Extrait cité =>
-*-

Plus tard, avec la découverte de la véritable histoire des régimes communistes et la rencontre de vrais gauchistes lors de mon passage en fac, c'est même devenu rédhibitoire et j'ai arrêté de l'écouter.

J'y suis cependant revenu avec l'âge, réécoutant avec plaisir de temps à autre ses albums, qui furent une importante partie de la bande son de ma jeunesse.

J'apprécie à nouveau sa sensibilité, son humour, sa verve poétique, et je laisse de côté ses délires faucille/marteau.
 
Cinquante ans après les débuts du "chanteur énervant", ainsi que Thierry Le Luron l'avait fort justement surnommé, est apparu le phénomène Diams, que j'ai découvert via son insupportable (à mon goût) hit DJ, puis par les articles et reportages élogieux qui se succédaient à l'époque où on l'entendait partout.

Cette chanteuse au physique plutôt ordinaire (c'est hélas assez rare pour être noté), fille d'un chypriote grec et d'une mère française, représentait une nouveauté dans le milieu du rap français, alors très immigré, très masculin et plutôt misogyne.

Pleine d'énergie, avec un vrai sens de la rime, elle racontait sa vie de banlieusarde moderne, son vécu, ses drames et ses rêves, dans des mots qui parlaient à des milliers de jeunes et qui débordèrent largement de son public initial.

A l'instar de Renaud, c'était aussi une chanteuse dite engagée.

Ses rimes critiquaient la police, son pays, les conservateurs et le FN, appelaient les classes populaires à voter, dans un noir et blanc aussi peu nuancé que son prédécesseur.

Très vite, elle m'a énervé.

Sa critique ad hominem de Marine Le Pen qu'elle accusait d'être "trop pâle" (imaginons les réactions si quelqu'un décrivait Diams comme "trop bronzée"), le dégoût qu'elle exprimait envers la France profonde à laquelle elle reprochait d'aimer Les choristes et Laurent Gerra, sa glorification de l'heure américaine, toutes ces flèches réductrices et partisanes m'ont hérissé le poil.

-*-

Objectif de l'exercice => Reproduisez fidèlement le passage de l'extrait compris entre « J'y suis cependant » et « on l'entendait partout. », bornes incluses. Les enregistrements qui suivent n'ont aucun rapport avec l'extrait.

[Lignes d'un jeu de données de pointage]
-*-

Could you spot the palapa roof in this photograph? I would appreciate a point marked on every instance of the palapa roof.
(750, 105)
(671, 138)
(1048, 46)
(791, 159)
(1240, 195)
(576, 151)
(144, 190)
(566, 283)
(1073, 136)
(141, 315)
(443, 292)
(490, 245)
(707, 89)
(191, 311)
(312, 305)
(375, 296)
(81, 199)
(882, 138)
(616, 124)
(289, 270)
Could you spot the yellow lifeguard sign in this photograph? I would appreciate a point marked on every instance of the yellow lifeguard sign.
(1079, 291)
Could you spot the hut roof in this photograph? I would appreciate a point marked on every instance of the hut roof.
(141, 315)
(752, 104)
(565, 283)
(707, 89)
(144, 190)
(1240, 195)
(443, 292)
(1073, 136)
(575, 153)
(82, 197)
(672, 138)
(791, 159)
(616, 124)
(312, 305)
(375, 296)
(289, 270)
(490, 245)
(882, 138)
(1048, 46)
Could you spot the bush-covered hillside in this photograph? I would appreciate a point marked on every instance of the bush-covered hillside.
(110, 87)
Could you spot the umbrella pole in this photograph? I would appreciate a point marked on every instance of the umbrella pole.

-*-

Réponse finale =>
J'y suis cependant revenu avec l'âge, réécoutant avec plaisir de temps à autre ses albums, qui furent une importante partie de la bande son de ma jeunesse.

J'apprécie à nouveau sa sensibilité, son humour, sa verve poétique, et je laisse de côté ses délires faucille/marteau.
 
Cinquante ans après les débuts du "chanteur énervant", ainsi que Thierry Le Luron l'avait fort justement surnommé, est apparu le phénomène Diams, que j'ai découvert via son insupportable (à mon goût) hit DJ, puis par les articles et reportages élogieux qui se succédaient à l'époque où on l'entendait partout.